━━━ TEXTABSCHNITT ━━━

Die Kandidat*innen für die höchsten Ämter in unseren Landeskirchen löffeln eine Suppe aus, die sie sich nicht eingebrockt haben, die jedoch schon länger schal, wenn nicht gar giftig schmeckt und – seit Jahrzehnten! - darauf wartet, fachgerecht entsorgt zu werden. Die Suppe heißt Intransparenz bei leitenden Personen, Gremien und Verwaltungen unserer Landeskirchen und der EKD. Diese bräsigen intransparenten Strukturen haben – das hat die ForuM-Studie in erschreckender Klarheit gezeigt – sexualisierte Gewalt ermöglicht, Aufklärung erschwert und sogar verhindert.
Suppenreste im Topf
Bis heute ist es skandalöserweise nicht gelungen, ein einheitliches Entschädigungskonzept durchzusetzen. Der Umgang mit sexualisierter Gewalt ist jedoch nicht die einzige problematische Folge der Intransparenz. Intransparenz verhindert Innovation, verlangsamt Klärungsprozesse, erschwert eine konstruktive Arbeitsatmosphäre, unterläuft demokratische Beteiligung und ist (das ist vielleicht das Schlimmste daran) zäh wie angetrocknete Suppenreste im Kochtopf. Dass eine Kandidatin für das höchste Amt der EKHN eine Pröpstin ist, die als Regionalbischöfin sehr wohl die verschiedenen Suppentöpfe kennt und weiß, worauf sie sich einlässt, verdient größten Respekt.
Intransparenz ist so hartnäckig, weil sie Machtstrukturen erhält und zugleich verschleiert. Sie hilft einigen Akteuren, weiter ihr eigenes Süppchen zu kochen. Deshalb ist es mit einem rein organisationslogischen Blick auf die Misere nicht getan. In meiner Seelsorgeausbildung am Theologischen Seminar ist die theologische Auseinandersetzung mit dem Thema Macht basaler Bestandteil. Keine noch so kompetente Unternehmensberatung ersetzt in der Kirche die fundierte theologische Analyse und Reflexion. Leitung braucht Macht, um im Sinne der Kommunikation des Evangeliums zu gestalten. Zugleich gibt es eine sehr berechtigte protestantische Kritik an Hierarchie und verschleierten Machtverhältnissen. Diese Spannung gilt es theologisch auszuloten.

━━━

Setze den Text über Intransparenz in den Landeskirchen im Anschluss an seinen letzten Satz fort.

━━━ DATENSATZ ━━━

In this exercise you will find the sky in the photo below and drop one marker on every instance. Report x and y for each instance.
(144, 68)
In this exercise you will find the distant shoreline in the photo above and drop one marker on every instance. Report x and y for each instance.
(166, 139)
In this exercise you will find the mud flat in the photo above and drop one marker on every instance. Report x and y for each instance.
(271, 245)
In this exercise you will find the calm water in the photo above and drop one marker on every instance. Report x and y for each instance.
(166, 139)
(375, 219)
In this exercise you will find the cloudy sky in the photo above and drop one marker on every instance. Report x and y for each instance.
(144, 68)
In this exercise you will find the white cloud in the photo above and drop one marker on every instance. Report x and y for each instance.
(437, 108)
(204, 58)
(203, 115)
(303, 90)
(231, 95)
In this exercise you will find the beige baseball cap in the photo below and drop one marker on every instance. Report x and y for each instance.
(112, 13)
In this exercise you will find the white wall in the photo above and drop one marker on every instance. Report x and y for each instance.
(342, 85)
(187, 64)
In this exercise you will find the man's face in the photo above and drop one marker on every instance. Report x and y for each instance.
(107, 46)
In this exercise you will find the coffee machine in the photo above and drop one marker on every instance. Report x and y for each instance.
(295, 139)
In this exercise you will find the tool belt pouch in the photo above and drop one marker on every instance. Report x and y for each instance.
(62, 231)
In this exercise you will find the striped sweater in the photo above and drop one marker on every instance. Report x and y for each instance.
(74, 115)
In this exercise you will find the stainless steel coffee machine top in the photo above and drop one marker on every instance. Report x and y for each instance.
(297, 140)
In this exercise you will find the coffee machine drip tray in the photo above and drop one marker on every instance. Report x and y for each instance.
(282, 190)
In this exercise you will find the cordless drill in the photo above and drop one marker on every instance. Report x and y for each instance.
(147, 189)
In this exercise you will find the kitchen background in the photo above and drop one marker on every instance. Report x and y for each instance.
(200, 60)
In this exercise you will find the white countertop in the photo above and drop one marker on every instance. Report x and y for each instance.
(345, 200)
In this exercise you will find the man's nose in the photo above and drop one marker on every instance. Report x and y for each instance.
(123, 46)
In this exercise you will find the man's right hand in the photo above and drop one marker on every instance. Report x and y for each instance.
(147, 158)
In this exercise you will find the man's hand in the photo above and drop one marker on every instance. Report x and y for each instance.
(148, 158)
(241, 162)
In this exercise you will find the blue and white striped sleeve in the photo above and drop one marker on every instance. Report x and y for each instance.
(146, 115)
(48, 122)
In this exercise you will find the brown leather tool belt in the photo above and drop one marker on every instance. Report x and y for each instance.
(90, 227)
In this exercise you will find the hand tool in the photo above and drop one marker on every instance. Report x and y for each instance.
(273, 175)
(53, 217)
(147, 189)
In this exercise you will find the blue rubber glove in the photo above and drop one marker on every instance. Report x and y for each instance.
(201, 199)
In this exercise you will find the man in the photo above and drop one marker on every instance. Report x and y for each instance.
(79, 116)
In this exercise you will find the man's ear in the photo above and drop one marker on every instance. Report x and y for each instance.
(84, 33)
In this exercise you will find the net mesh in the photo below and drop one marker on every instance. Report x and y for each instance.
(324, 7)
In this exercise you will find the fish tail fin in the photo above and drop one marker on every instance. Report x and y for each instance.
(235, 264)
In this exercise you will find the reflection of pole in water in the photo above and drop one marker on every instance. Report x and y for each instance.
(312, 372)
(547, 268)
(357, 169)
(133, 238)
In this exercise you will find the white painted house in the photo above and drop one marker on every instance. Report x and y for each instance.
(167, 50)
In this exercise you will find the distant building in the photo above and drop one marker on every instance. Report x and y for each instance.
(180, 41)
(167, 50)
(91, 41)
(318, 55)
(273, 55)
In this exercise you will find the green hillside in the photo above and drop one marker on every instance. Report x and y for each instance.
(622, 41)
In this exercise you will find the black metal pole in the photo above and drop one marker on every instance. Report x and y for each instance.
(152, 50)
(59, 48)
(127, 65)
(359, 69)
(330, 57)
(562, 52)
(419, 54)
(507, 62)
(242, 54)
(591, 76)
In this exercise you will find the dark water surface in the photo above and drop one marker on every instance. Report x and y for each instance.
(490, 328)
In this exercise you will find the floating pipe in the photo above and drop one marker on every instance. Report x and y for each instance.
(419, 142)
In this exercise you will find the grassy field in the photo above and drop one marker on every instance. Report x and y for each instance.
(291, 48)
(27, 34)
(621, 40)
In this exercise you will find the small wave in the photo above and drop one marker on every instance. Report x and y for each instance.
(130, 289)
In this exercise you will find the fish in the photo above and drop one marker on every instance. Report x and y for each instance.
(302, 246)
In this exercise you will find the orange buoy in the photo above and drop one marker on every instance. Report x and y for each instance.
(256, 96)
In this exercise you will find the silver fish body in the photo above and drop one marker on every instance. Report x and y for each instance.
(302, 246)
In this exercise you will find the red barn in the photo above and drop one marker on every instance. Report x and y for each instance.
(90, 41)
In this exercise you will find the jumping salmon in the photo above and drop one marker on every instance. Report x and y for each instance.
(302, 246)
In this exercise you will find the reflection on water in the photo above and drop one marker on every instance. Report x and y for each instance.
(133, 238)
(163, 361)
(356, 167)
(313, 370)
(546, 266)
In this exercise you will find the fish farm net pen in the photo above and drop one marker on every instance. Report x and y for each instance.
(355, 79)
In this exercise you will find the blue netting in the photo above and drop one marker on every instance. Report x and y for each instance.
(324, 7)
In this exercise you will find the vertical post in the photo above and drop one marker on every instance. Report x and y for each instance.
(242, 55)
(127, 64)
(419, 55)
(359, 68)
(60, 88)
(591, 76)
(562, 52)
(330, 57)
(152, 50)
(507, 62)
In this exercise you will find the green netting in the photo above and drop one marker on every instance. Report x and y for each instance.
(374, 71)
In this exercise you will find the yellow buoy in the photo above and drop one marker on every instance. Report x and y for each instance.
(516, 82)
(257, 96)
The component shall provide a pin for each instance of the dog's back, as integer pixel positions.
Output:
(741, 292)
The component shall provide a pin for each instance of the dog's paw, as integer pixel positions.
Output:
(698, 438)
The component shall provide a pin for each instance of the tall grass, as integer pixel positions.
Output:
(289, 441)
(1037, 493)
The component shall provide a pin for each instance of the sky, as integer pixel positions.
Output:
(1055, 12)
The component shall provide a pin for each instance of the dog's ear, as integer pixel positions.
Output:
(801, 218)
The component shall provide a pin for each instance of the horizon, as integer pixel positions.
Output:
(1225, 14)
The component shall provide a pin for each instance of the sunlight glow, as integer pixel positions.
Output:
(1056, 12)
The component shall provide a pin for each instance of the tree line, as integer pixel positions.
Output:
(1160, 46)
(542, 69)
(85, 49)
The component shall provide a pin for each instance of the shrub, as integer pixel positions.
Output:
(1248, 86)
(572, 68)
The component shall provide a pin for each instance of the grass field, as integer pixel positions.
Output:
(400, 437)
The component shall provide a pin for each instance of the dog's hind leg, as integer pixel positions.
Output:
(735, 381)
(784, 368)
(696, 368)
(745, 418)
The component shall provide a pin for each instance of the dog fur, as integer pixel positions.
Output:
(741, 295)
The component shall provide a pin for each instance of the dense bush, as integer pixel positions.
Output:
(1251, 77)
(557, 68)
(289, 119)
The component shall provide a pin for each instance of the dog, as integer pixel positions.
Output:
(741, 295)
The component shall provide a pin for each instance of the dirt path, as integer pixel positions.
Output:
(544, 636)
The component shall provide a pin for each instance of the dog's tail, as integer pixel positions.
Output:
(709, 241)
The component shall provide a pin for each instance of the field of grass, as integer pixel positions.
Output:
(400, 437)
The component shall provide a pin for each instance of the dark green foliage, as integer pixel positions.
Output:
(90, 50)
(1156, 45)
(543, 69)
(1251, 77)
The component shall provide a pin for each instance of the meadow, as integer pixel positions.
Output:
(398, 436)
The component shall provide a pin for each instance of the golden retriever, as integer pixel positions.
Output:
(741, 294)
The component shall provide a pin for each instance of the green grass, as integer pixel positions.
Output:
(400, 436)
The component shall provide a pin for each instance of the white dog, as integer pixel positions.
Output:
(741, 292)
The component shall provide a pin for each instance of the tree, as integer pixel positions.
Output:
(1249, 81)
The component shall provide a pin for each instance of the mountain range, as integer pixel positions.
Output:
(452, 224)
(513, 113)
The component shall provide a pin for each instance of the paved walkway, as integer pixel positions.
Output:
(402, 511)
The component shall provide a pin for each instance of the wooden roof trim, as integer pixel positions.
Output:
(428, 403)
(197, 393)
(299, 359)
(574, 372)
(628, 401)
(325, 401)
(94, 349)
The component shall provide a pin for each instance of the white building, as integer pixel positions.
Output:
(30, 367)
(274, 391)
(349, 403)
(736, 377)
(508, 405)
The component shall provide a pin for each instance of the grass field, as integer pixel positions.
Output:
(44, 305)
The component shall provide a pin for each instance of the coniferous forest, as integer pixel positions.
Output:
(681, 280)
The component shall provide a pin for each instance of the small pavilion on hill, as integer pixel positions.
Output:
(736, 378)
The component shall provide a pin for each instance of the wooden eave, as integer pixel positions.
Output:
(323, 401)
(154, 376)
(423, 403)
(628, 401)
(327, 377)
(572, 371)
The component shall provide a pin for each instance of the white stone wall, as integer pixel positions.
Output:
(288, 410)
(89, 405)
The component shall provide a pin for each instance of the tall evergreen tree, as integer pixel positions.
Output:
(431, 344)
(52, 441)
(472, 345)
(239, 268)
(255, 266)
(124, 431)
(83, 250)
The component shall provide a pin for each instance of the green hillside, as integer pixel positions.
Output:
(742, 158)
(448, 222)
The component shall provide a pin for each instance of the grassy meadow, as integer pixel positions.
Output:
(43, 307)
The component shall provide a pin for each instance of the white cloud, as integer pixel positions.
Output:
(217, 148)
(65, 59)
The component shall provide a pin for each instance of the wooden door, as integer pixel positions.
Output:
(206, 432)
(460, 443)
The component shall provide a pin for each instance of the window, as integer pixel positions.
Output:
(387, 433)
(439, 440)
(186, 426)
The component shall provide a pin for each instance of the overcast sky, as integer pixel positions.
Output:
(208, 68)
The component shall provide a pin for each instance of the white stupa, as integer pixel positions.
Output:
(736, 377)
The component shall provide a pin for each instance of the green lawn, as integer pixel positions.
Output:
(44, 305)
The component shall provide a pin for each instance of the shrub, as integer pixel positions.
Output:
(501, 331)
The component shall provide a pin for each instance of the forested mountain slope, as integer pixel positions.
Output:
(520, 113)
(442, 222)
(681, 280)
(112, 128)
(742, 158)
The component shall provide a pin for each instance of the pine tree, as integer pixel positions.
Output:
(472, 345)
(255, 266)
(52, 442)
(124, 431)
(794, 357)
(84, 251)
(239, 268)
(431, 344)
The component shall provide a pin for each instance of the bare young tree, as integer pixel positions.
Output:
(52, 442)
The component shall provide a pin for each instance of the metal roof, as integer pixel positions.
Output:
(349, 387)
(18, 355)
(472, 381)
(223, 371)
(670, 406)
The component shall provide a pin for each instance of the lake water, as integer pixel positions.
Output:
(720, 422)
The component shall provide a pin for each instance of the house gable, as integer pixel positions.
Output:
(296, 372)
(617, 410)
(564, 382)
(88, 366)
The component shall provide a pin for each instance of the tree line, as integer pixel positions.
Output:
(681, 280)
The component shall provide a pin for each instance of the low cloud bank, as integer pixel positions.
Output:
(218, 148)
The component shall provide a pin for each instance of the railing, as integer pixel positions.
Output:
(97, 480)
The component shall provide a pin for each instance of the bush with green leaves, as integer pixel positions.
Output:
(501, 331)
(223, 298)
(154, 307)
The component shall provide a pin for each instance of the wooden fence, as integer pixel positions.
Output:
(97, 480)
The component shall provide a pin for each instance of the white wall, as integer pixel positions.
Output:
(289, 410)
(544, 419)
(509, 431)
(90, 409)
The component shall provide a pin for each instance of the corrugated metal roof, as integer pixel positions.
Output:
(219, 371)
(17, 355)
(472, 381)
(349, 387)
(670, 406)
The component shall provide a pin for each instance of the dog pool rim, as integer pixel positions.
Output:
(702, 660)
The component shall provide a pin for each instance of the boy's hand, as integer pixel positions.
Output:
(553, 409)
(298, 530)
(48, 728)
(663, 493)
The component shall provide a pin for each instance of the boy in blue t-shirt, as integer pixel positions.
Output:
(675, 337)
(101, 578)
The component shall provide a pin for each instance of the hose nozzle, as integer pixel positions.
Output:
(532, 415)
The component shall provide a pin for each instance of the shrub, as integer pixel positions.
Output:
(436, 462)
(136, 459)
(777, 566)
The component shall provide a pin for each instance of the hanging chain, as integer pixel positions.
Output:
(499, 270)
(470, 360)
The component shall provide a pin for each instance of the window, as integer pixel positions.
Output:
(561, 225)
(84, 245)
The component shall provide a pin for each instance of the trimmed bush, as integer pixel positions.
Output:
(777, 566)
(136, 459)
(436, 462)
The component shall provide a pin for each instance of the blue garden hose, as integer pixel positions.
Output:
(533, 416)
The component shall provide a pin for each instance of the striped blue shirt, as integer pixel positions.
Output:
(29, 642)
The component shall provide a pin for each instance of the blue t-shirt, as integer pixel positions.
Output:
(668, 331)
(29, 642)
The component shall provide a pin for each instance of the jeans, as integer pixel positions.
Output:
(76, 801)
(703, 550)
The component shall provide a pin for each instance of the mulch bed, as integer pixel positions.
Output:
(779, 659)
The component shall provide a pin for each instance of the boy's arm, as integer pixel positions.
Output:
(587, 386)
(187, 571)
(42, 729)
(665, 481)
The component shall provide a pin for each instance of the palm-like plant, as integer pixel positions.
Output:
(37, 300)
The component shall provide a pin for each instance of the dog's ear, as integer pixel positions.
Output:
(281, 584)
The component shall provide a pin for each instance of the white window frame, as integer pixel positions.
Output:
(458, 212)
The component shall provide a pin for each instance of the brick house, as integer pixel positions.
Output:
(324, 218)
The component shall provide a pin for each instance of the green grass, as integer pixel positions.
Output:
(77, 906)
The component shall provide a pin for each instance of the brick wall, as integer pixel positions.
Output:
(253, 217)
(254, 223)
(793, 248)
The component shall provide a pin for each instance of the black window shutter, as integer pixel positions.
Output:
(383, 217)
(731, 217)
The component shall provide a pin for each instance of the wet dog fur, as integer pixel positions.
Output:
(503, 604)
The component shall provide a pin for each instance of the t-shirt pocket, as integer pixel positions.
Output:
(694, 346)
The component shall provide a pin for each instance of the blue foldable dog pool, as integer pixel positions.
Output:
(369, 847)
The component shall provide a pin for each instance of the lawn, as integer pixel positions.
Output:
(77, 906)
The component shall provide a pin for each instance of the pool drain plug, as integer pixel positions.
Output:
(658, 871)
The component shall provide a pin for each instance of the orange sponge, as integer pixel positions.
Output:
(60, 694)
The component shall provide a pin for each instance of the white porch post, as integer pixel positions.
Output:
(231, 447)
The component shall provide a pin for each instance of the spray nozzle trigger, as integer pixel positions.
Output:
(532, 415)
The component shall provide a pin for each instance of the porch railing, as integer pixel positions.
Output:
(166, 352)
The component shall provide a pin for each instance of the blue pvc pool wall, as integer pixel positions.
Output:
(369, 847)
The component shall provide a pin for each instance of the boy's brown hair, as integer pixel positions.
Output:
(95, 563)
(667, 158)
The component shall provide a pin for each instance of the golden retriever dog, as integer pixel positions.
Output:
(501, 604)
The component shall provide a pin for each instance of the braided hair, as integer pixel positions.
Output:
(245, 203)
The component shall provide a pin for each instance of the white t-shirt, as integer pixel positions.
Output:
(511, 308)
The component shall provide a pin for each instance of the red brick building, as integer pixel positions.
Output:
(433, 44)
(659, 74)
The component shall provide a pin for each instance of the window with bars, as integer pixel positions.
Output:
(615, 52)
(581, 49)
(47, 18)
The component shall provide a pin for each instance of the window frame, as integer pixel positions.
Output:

━━━

- [ENDGÜLTIGE ANTWORT]
Theologisches Thema
Macht ist ein zentrales theologisches Thema. Wenig verwunderlich, dass in der Versuchungsgeschichte Jesus mit der Versuchung der Macht konfrontiert wird: „Das alles will ich dir geben, wenn du niederfällst und mich anbetest.“ Die Antwort Jesu lautet: „Du sollst anbeten den Herrn, deinen Gott, und ihm allein dienen.“ Ich meine, dass in dieser Antwort der Schlüssel zu einem verantwortungsvollen Leitungsdienst in unseren Kirchen zu finden ist.
Wie wäre es, die Strukturen und Ämter der Kirche auf allen Ebenen daraufhin zu befragen, inwiefern wir einer theologischen Perspektive auf Macht gerecht werden – und wie unser Denken und Handeln dann aussehen würde? Leider scheuen viele Verantwortliche davor zurück, sich offen mit ihrer Macht auseinanderzusetzen. Das Wort „Dienst“ klingt ja auch viel netter und frommer.
Jesus war mit dem Teufel in der Wüste sehr allein. Wer sich mit der Intransparenz und verschleierter Macht anlegt, kann und wird sich oft sehr einsam fühlen. Ich wünsche den Menschen, die sich trotz aller Risiken jetzt beworben haben und künftig bewerben werden, vor allem den Mut, ihr Handeln unerschrocken theologisch zu reflektieren. Was sie trösten mag: Sie sind nicht allein! Da sind viele, die sich nach einer Kirche in Klarheit und Wahrhaftigkeit sehnen. Die befreiende Macht des dreieinigen Gottes ist mit ihnen.
Angela Rinn
Angela Rinn ist Pfarrerin und seit 2019 Professorin für Seelsorge am Theologischen Seminar der Evangelischen Kirche in Hessen und Nassau in Herborn. Sie gehört der Synode der EKD an.